Extracted material:
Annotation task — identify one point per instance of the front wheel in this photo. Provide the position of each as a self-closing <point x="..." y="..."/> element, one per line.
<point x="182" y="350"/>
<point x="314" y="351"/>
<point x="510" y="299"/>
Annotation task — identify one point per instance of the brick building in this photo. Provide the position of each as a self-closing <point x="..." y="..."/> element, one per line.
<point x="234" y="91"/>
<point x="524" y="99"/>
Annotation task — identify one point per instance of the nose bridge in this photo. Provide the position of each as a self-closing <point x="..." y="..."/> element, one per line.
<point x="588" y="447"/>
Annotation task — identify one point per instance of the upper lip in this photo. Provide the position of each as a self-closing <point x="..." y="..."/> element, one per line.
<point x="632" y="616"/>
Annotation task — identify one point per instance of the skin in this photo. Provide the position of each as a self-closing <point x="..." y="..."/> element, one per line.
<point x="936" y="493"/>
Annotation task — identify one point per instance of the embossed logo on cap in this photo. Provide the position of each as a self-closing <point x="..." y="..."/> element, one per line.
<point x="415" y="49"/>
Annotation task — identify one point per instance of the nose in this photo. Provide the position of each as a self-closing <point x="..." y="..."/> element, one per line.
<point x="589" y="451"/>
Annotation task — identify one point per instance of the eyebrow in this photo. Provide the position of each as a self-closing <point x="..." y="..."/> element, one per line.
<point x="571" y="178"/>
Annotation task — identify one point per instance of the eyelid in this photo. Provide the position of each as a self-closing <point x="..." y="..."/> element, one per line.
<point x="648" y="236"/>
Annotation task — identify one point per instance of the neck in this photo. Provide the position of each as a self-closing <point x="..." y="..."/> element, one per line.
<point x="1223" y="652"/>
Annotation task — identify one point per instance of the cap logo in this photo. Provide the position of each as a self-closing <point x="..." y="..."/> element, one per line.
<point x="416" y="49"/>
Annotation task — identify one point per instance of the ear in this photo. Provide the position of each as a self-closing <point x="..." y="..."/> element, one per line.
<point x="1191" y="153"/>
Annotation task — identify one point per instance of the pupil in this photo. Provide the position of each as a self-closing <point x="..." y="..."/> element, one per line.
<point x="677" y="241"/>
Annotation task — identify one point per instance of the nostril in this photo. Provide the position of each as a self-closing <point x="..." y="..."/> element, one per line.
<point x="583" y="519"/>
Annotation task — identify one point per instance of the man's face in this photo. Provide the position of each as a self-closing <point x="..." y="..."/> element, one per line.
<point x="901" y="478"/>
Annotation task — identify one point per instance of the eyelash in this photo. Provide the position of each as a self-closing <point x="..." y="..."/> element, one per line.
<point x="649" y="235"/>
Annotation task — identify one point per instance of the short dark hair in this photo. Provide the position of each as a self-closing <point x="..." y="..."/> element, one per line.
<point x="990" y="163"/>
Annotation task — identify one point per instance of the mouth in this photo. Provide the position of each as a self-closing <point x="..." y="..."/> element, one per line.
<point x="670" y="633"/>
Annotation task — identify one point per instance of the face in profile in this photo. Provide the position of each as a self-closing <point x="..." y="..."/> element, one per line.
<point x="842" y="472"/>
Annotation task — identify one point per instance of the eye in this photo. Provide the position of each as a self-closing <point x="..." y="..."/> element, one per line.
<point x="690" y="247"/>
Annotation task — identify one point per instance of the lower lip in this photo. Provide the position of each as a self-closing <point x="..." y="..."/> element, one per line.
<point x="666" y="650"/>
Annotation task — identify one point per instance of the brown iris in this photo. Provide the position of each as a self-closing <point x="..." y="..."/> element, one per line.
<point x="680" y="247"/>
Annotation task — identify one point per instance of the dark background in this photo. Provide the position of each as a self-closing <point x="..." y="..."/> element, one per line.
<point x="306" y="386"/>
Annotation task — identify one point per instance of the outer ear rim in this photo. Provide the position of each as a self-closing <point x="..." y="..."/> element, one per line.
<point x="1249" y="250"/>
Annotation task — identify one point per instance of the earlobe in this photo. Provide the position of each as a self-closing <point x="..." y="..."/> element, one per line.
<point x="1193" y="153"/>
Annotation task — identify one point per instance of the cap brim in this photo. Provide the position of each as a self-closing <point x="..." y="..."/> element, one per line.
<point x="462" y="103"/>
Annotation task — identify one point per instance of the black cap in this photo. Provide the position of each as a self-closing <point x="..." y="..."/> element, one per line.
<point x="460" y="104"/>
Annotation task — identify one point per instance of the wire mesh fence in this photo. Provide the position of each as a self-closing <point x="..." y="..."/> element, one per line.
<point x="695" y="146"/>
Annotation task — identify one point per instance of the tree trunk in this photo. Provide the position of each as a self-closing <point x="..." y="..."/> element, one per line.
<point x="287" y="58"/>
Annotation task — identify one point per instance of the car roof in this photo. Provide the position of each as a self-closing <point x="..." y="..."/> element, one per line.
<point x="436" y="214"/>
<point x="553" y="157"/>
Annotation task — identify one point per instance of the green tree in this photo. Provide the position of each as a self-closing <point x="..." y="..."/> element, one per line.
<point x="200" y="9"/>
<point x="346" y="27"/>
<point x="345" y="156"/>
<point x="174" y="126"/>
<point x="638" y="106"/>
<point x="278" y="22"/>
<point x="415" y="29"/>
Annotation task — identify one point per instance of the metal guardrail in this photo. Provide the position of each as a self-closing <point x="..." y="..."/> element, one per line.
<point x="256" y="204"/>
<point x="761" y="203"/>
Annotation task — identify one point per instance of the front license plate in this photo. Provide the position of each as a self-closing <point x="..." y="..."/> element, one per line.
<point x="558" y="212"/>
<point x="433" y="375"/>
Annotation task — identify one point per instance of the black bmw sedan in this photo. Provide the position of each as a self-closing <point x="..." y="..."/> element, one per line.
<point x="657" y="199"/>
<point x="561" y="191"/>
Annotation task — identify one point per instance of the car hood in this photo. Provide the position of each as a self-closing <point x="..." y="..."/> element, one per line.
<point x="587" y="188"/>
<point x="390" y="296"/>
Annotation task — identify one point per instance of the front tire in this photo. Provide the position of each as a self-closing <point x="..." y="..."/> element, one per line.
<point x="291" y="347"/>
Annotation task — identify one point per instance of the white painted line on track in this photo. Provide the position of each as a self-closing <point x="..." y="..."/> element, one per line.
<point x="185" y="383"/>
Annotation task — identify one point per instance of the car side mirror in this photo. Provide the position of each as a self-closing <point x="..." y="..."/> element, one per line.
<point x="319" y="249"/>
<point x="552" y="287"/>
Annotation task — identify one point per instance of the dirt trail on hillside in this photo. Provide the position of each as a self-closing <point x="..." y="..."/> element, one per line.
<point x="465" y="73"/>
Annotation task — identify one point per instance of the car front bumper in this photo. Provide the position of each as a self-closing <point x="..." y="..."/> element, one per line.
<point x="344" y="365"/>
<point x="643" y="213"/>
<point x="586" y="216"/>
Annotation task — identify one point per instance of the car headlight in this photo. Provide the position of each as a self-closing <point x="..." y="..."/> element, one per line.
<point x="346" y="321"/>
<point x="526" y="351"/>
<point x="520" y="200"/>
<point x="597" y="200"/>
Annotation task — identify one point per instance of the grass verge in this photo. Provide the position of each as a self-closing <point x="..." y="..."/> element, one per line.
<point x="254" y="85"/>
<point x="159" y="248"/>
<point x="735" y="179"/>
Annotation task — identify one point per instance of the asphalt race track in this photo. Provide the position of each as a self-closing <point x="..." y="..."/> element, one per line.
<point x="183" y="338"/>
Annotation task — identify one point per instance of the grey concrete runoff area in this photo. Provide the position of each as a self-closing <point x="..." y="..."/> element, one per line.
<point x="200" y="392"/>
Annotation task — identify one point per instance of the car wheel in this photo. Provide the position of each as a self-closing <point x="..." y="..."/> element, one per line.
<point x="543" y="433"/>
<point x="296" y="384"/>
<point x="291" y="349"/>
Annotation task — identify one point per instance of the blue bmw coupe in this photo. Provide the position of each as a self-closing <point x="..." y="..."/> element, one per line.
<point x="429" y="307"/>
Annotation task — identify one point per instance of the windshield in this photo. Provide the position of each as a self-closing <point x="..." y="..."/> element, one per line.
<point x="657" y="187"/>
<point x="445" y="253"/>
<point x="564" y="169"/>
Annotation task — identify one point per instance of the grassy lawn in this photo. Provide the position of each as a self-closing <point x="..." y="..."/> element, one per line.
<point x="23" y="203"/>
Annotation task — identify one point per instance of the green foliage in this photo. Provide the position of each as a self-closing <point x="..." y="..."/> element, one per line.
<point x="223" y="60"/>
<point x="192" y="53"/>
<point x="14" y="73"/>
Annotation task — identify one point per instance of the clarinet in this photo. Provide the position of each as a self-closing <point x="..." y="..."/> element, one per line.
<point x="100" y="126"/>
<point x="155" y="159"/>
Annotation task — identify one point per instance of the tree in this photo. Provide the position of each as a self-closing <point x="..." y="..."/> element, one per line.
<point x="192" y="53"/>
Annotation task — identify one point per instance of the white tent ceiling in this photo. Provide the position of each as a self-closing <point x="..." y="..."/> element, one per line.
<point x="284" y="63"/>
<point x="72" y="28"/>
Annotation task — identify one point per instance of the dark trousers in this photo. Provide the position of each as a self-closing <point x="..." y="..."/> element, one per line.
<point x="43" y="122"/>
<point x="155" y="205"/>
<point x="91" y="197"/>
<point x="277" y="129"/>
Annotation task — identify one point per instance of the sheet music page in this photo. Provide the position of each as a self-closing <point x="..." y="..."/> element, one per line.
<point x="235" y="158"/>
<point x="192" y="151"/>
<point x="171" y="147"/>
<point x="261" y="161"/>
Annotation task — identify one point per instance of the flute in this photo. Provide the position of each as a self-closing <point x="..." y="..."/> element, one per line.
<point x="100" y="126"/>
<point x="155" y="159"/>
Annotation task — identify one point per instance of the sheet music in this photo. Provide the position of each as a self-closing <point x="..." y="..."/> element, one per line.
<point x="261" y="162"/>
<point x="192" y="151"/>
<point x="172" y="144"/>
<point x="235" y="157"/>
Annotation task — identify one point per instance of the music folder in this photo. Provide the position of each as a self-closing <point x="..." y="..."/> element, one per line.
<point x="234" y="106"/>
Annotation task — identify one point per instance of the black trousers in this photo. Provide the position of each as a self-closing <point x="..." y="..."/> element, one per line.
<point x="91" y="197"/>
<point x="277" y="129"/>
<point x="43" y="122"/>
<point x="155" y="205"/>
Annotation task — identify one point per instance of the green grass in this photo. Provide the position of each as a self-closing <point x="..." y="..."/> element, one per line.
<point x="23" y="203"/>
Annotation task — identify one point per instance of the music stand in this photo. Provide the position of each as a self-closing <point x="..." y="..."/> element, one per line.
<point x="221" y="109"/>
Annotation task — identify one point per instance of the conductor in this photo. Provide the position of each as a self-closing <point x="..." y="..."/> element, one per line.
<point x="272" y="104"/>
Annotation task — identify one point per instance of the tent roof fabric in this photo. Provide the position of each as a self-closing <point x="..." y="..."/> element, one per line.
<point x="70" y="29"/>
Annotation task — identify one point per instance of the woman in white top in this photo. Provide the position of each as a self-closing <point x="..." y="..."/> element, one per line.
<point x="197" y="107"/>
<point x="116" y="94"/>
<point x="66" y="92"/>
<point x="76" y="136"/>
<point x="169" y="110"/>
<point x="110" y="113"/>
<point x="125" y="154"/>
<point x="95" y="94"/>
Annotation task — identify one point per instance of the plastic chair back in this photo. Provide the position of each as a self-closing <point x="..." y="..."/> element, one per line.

Problem to work on:
Starting with the line that contains "the green grass" and going through the end of the records, write out every line again, requests included, with each x and y coordinate in the answers shifted up by 16.

Task result:
Annotation task — identify one point per instance of the green grass in this photo. Provide the position of each as a self-closing <point x="..." y="..."/> element, one per line.
<point x="39" y="219"/>
Annotation task — identify one point per instance of the music stand in this photo. Provide the position of each as a self-closing <point x="..." y="..."/> element, one per line.
<point x="237" y="125"/>
Annotation task — identify one point per instance of the conductor in this photo. Provide the position of each as a self-closing <point x="..." y="..."/> element, one per line.
<point x="288" y="120"/>
Annotation task — identify one point per instance of the tent roof fabric in this photo. Provide the position of each as a self-closing <point x="..." y="..."/> element, one per line.
<point x="86" y="45"/>
Annotation task — identify one point per instance of the woman in white top in this photo. Provide the position of each as a self-closing <point x="..." y="..."/> element, one per line.
<point x="213" y="123"/>
<point x="132" y="110"/>
<point x="82" y="108"/>
<point x="92" y="152"/>
<point x="185" y="126"/>
<point x="126" y="129"/>
<point x="141" y="170"/>
<point x="111" y="110"/>
Annotation task — identify one point per instance of the plastic chair back in this photo. Provide the position of each as a self-closing <point x="..." y="..."/> element, one per line.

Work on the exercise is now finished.